-- Information --
===
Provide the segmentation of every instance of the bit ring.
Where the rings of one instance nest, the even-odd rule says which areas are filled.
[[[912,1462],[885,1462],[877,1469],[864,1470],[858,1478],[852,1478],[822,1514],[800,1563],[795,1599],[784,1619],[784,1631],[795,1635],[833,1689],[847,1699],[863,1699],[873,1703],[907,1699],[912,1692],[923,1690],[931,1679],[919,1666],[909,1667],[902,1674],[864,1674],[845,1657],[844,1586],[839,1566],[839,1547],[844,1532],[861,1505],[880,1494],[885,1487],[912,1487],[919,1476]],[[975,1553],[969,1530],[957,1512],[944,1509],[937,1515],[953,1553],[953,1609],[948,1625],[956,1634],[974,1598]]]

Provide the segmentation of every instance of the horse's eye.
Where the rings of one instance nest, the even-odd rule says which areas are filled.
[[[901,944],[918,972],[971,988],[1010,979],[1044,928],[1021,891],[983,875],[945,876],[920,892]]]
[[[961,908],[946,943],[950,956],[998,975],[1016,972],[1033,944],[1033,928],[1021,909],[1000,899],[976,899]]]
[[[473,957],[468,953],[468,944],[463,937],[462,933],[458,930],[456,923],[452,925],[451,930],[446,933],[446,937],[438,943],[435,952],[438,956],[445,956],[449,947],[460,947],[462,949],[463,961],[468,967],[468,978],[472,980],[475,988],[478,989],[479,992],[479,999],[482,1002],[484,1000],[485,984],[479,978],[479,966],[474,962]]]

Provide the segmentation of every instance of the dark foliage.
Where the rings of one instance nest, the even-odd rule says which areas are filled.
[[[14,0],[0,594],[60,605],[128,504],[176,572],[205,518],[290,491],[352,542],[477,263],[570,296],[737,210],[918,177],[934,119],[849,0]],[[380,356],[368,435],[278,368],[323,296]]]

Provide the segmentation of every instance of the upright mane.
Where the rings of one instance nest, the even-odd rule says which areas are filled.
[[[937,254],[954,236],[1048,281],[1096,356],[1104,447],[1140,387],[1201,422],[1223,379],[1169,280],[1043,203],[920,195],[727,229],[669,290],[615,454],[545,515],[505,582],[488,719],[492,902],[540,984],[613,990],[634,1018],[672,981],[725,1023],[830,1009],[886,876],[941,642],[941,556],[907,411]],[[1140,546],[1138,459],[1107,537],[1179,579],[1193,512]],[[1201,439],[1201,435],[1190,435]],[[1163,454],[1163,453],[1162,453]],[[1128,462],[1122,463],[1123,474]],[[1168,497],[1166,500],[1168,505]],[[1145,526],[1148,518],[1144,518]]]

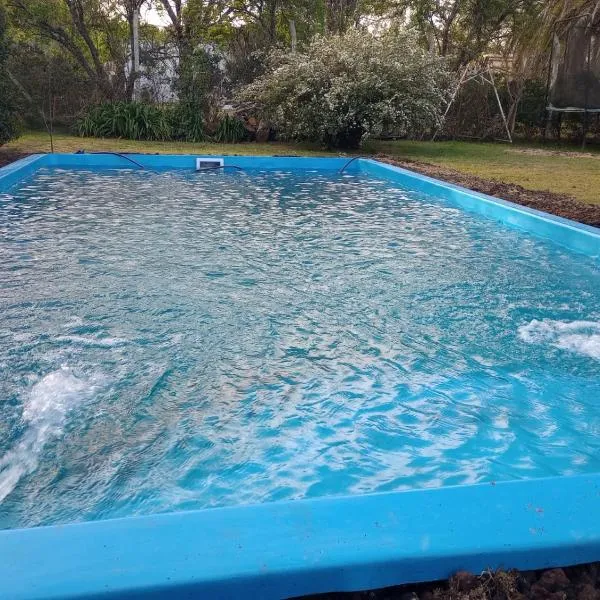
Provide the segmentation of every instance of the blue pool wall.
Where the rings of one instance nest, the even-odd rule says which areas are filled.
[[[600,229],[596,227],[480,194],[375,160],[361,160],[359,168],[361,172],[368,175],[389,179],[411,190],[443,198],[464,210],[479,213],[505,225],[550,239],[571,250],[600,257]]]
[[[600,476],[0,531],[0,596],[276,600],[600,559]]]
[[[131,155],[153,169],[195,156]],[[347,158],[226,157],[259,169],[339,170]],[[134,168],[111,155],[41,155],[0,169],[0,192],[38,168]],[[361,159],[465,210],[600,255],[600,230]],[[265,598],[600,560],[600,474],[331,497],[0,531],[0,597]]]

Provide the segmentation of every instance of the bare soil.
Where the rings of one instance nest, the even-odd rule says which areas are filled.
[[[511,148],[511,152],[533,154],[534,156],[566,156],[568,158],[595,158],[600,160],[598,152],[574,152],[572,150],[545,150],[544,148]]]
[[[4,167],[15,160],[19,160],[20,158],[25,158],[27,154],[22,154],[20,152],[13,152],[12,150],[0,150],[0,167]]]
[[[456,183],[476,192],[496,196],[503,200],[509,200],[516,204],[552,213],[559,217],[579,221],[586,225],[600,227],[600,205],[586,204],[566,194],[528,190],[520,185],[483,179],[469,175],[468,173],[449,169],[448,167],[440,167],[429,163],[399,160],[384,154],[377,155],[375,158],[382,162],[417,171],[423,175]]]
[[[600,600],[600,563],[543,571],[466,571],[447,581],[305,600]]]

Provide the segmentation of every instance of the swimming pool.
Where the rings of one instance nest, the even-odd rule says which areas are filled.
[[[574,529],[573,509],[552,530],[547,512],[598,508],[597,230],[368,160],[343,173],[346,159],[136,160],[148,168],[53,155],[0,171],[0,548],[19,568],[19,548],[42,557],[60,532],[69,556],[110,539],[96,565],[112,551],[137,565],[69,575],[70,589],[48,583],[60,552],[47,554],[37,596],[102,582],[235,597],[256,578],[259,596],[283,597],[408,580],[409,557],[417,580],[469,551],[600,558],[597,524]],[[508,542],[440,534],[457,506],[482,502],[473,525],[489,527],[520,494],[533,496]],[[365,518],[371,554],[356,543]],[[221,547],[218,567],[203,554],[182,574],[189,548],[168,548],[187,527],[237,558]],[[304,532],[302,552],[283,531]],[[149,534],[172,555],[160,585],[140,574]]]

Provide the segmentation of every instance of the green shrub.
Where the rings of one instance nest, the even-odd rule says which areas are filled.
[[[523,94],[517,112],[517,125],[526,136],[532,132],[542,131],[546,122],[546,82],[528,80],[523,87]]]
[[[411,32],[350,29],[302,52],[276,51],[241,99],[283,136],[333,147],[417,135],[437,124],[451,77]]]
[[[77,122],[81,136],[166,140],[171,127],[166,111],[142,102],[110,102],[89,108]]]
[[[248,137],[248,132],[241,119],[225,115],[220,121],[214,135],[215,142],[237,144]]]
[[[206,140],[204,116],[201,106],[193,102],[180,102],[169,112],[171,137],[184,142]]]

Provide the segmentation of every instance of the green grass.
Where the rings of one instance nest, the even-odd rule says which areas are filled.
[[[190,144],[186,142],[137,142],[130,140],[55,136],[56,152],[83,149],[113,152],[165,154],[294,154],[331,155],[316,146],[302,144]],[[5,146],[8,151],[49,152],[48,135],[30,132]],[[565,152],[565,150],[570,150]],[[573,151],[575,150],[575,151]],[[0,149],[0,153],[3,149]],[[383,152],[399,159],[449,167],[486,179],[514,183],[531,190],[568,194],[584,202],[600,204],[600,152],[580,153],[573,148],[540,145],[484,144],[477,142],[372,142],[363,154]],[[533,153],[535,152],[535,153]]]
[[[34,154],[50,152],[50,139],[45,132],[27,132],[3,148],[15,152]],[[283,143],[215,144],[201,142],[140,142],[135,140],[82,138],[58,133],[54,135],[55,152],[142,152],[146,154],[297,154],[324,155],[327,152],[314,146]],[[2,152],[2,149],[0,149]]]
[[[597,150],[581,153],[573,148],[540,145],[412,141],[378,142],[375,147],[399,158],[600,204],[600,153]]]

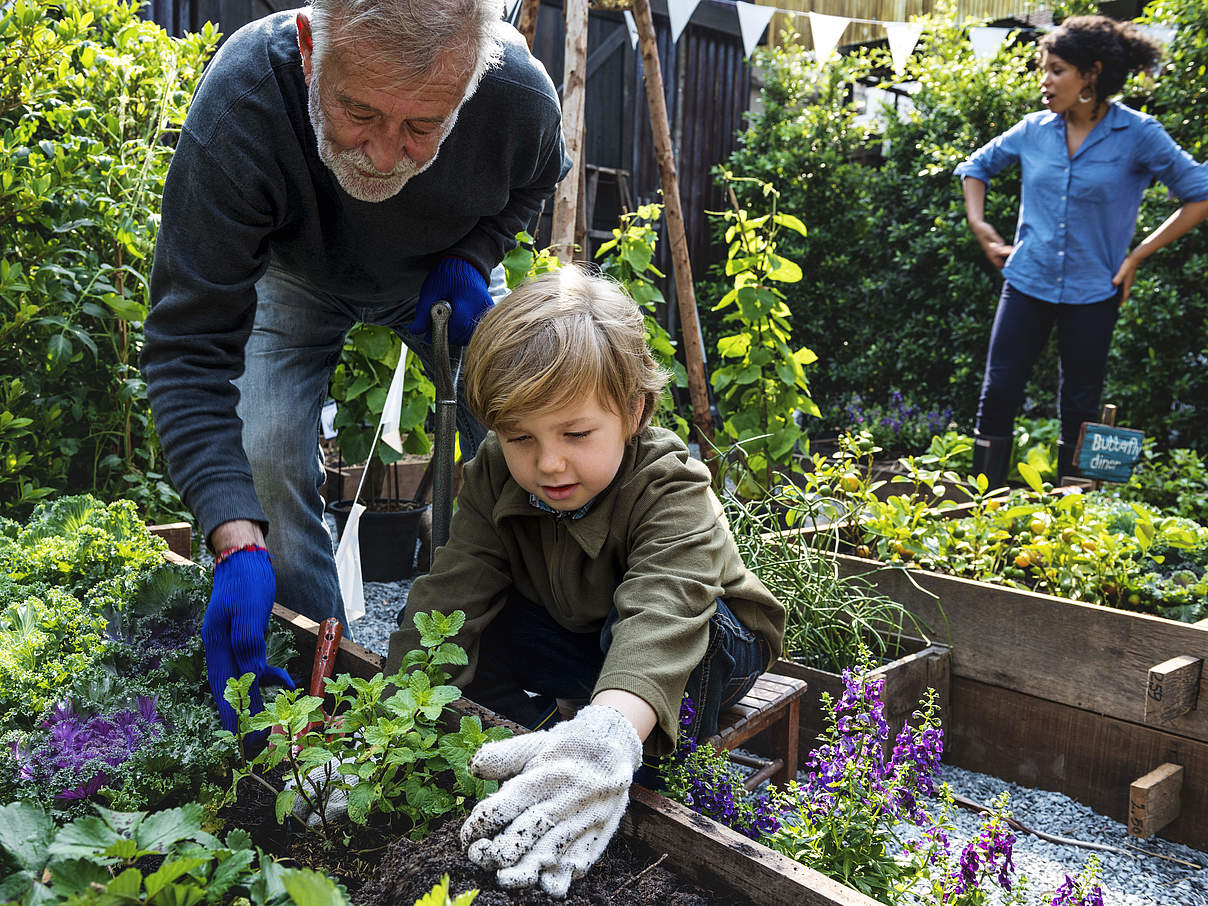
===
-- Prompt --
Only a number should be given: the count of lines above that contain the word "green".

-- Written solution --
2